_Exercise A_
List every plural form of the word nkisi that the text on nkisi gives.
_Exercise B_
Extract the passage of the text on nkisi between "Nkisi or Nkishi" and "to the Americas.", inclusive.
_Exercise C_
Extend the text on nkisi by writing what comes after its final sentence.

[[ Selected text, beginning ]]

Nkisi or Nkishi (plural varies: minkisi, mikisi, zinkisi, or nkisi) are spirits or an object that a spirit inhabits. It is frequently applied to a variety of objects used throughout the Congo Basin in Central Africa, especially in the Territory of Cabinda that are believed to contain spiritual powers or spirits. The term and its concept have passed with the Atlantic slave trade to the Americas.

==Meaning==

The current meaning of the term derives from the root *-kitį, referring to a spiritual entity or material objects in which it is manifested or inhabits in Proto-Njila, an ancient subdivision of the Bantu language family.

In its earliest attestations in Kikongo dialects in the early seventeenth century, it was transliterated as mokissie in Dutch, as the mu- prefix in this noun class was still pronounced. It was reported by Dutch visitors to Loango, the current territory of Cabinda, in the 1668 book Description of Africa as referring both to a material item and the spiritual entity that inhabits it. In the sixteenth century, when the Kingdom of Kongo was converted to Christianity, ukisi (a substance having characteristics of nkisi) was used to translate holy in the Kikongo Catechism of 1624.
==Use==
Close communication with ancestors and belief in the efficacy of their powers are closely associated with minkisi in Kongo tradition. Among the peoples of the Congo Basin, especially the Bakongo and the Songye people of Kasai, exceptional human powers are frequently believed to result from some sort of communication with the dead. People known as banganga (singular: nganga) work as healers, diviners, and mediators who defend the living against black magic (witchcraft) and provide them with remedies against diseases resulting either from witchcraft or the demands of bakisi (spirits), emissaries from the land of the dead.

[[ Selected text, end ]]
[[ Material provided, beginning ]]

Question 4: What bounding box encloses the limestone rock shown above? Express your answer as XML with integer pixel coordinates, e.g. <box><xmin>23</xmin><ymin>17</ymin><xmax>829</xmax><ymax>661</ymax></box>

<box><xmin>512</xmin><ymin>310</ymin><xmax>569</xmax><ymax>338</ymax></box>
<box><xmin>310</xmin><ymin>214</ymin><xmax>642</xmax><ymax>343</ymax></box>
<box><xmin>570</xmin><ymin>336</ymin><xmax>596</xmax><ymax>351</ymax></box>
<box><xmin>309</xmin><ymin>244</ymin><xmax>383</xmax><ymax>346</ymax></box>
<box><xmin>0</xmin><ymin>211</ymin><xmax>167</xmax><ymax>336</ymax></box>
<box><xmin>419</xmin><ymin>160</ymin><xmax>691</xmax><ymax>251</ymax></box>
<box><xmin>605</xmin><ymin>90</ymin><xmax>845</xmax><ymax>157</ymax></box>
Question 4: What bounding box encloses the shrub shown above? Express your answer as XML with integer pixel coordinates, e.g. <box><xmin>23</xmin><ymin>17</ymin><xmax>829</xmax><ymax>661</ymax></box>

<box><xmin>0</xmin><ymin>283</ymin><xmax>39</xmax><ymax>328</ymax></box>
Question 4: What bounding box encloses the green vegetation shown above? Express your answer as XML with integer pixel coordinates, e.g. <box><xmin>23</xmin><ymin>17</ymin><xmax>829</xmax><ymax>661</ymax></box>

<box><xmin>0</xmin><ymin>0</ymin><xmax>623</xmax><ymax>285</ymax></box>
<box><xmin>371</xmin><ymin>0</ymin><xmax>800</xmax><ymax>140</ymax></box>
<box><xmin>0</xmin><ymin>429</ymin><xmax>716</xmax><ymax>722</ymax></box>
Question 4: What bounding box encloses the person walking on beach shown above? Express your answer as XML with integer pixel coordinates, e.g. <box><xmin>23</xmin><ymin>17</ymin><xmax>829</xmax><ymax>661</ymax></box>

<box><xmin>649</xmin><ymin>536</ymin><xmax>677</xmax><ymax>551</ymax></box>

[[ Material provided, end ]]
[[ Material provided, beginning ]]

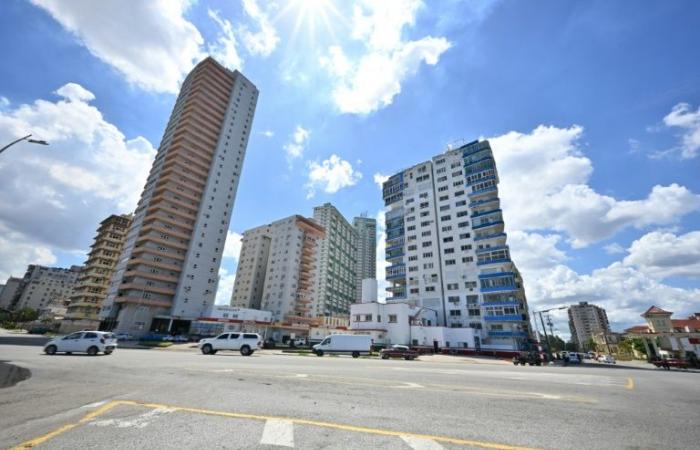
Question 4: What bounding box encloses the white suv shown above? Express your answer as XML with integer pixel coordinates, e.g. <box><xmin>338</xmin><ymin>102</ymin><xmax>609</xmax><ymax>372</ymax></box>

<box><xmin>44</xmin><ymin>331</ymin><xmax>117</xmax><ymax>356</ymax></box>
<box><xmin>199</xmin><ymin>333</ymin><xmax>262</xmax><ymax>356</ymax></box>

[[ Material provided, end ]]

_Expected answer A_
minkisi, mikisi, zinkisi, nkisi

_Expected answer B_
Nkisi or Nkishi (plural varies: minkisi, mikisi, zinkisi, or nkisi) are spirits or an object that a spirit inhabits. It is frequently applied to a variety of objects used throughout the Congo Basin in Central Africa, especially in the Territory of Cabinda that are believed to contain spiritual powers or spirits. The term and its concept have passed with the Atlantic slave trade to the Americas.

_Expected answer C_
Banganga harness the powers of bakisi and the dead by making minkisi. Minkisi are primarily containers – ceramic vessels, gourds, animal horns, shells, bundles, or any other object that can contain spiritually charged substances. Even graves themselves, as the home of the dead and hence the home of bakisi, can be considered as minkisi. In fact, minkisi have even been described as portable graves, and many include earth or relics from the grave of a powerful individual as a prime ingredient. The powers of the dead thus infuse the object and allow the nganga to control it. The metal objects commonly pounded into the surface of the power figures represent the minkisi's active roles during rituals or ceremonies. Each nail or metal piece represents a vow, a signed treaty, and an effort to abolish evil. Ultimately, these figures most commonly represent reflections upon socially unacceptable behaviors and efforts to correct them.

Often, people would seek aid through minkisi. In order to do so, an individual would have to seek the guidance of a nganga. The nganga would proceed using their ability to intervene with minkisi on behalf of the person seeking aid.

The substances chosen for inclusion in minkisi are frequently called bilongo or milongo (singular nlongo), a word often translated as 'medicine'. However, their operation is not primarily pharmaceutical, as they are not applied to or ingested by those who are sick, and perhaps bilongo is more accurately translated as 'therapeutic substances'. Rather they are frequently chosen for metaphoric reasons, for example, bird claws in order to catch wrongdoers or because their names resemble characteristics of spirits in question.

Among the many common materials used in the minkisi were fruit (luyala in Kikongo), charcoal (kalazima), and mushrooms (tondo). Minerals were collected from various places associated with the dead, such as earth collected from graves and riverbeds. White clay was also very important in the composition of minkisi due to the symbolic relationship of the color white and the physical aspects of dead skin as well as their moral rightness and spiritual positivity. White contrasted with black, the color of negativity. Some minkisi use red ochre as a coloring agent. The use of red is symbolic of the mediation of the powers of the dead.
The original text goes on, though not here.